### TEXT TO READ:
====

How the Cambridge Analytica sausage was made
Cambridge Analytica wasn’t something new and radically different. It was just another shitty western company selling over-hyped digital counterinsurgency solutions to private and government clients.
Modesty is a virtue and all that, but boy does it hurt to be so consistently right. What’s the latest?
Well, remember that panic about Cambridge Analytica? Back in 2018, we were told that this shady UK data firm used a totally unprecedented psychological influence weapon to elect Donald Trump, push through Brexit, and lay waste to global democracy — all with the help of “the Russians.” This scandal played out for months, years even — and it launched the careers of a pink-haired fabulist “whistleblower” and a total crank journalist from the Guardian. The pair helped convince everyone that Cambridge Analytica was the most dangerous company in the world. How could democracy function when we’re just puppets in the hands of these Russia-backed shadowy techno-manipulators?
Back then I criticized this Cambridge Analytica craze as completely ahistorical. And I saw the support that this conspiracy theory enjoyed in establishment political circles as yet another example of people desperately wanting to shift blame for domestic political problems (Trump, Brexit) onto something external and foreign — in this case, it’s all because of shifty Russians and their supposedly mongoloid-voodoo brainwashing technologies.
Welp, I was right. Thanks to a recently released UK government report, we now know that the panic about Cambridge Analytica turned out to be just that: panic — panic and propaganda.
While the Financial Times has a quick analysis of the new findings, over at the Grayzone Alexander Rubinstein does a deep dive into the Cambridge Analytica conspiracy theory. He looks at the two grifters most responsible for whipping it up: a guy named Christopher Wylie and reporter from the Guardian named Carole Cadwalladr.

====

### INFORMATION SUPPLIED:
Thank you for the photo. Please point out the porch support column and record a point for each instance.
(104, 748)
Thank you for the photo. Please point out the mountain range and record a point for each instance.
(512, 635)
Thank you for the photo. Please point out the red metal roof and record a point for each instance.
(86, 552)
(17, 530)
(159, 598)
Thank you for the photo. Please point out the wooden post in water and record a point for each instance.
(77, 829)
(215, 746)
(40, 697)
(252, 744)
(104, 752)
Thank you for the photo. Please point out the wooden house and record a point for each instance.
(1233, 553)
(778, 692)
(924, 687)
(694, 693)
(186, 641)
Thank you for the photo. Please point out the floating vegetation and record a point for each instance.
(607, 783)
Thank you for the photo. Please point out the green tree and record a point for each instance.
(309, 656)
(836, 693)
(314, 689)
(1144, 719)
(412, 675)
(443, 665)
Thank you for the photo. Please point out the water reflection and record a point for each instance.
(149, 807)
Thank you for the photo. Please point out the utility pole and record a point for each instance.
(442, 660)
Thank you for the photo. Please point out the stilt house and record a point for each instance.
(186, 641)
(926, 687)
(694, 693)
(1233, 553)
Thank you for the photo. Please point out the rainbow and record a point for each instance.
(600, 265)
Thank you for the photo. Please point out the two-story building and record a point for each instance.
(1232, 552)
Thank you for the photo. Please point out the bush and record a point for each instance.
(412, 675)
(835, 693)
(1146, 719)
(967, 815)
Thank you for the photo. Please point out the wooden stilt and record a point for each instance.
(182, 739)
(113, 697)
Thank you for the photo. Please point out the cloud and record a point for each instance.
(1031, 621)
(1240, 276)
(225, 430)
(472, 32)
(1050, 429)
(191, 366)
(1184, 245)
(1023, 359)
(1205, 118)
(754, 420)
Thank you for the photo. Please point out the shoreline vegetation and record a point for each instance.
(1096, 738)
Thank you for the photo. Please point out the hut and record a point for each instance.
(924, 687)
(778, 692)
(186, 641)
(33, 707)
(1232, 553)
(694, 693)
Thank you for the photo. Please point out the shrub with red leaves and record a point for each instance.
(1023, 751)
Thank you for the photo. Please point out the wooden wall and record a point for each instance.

====

### SET OF TASKS:
**A)** Name every person the Cambridge Analytica piece mentions by name.
**B)** From the Cambridge Analytica piece, extract everything from "How the Cambridge" down to "and government clients.".
Work only from the Cambridge Analytica piece, not the records.

### OUTPUTS FOR THE TASKS:
**A)** Donald Trump, Alexander Rubinstein, Christopher Wylie, Carole Cadwalladr

**B)**
How the Cambridge Analytica sausage was made
Cambridge Analytica wasn’t something new and radically different. It was just another shitty western company selling over-hyped digital counterinsurgency solutions to private and government clients.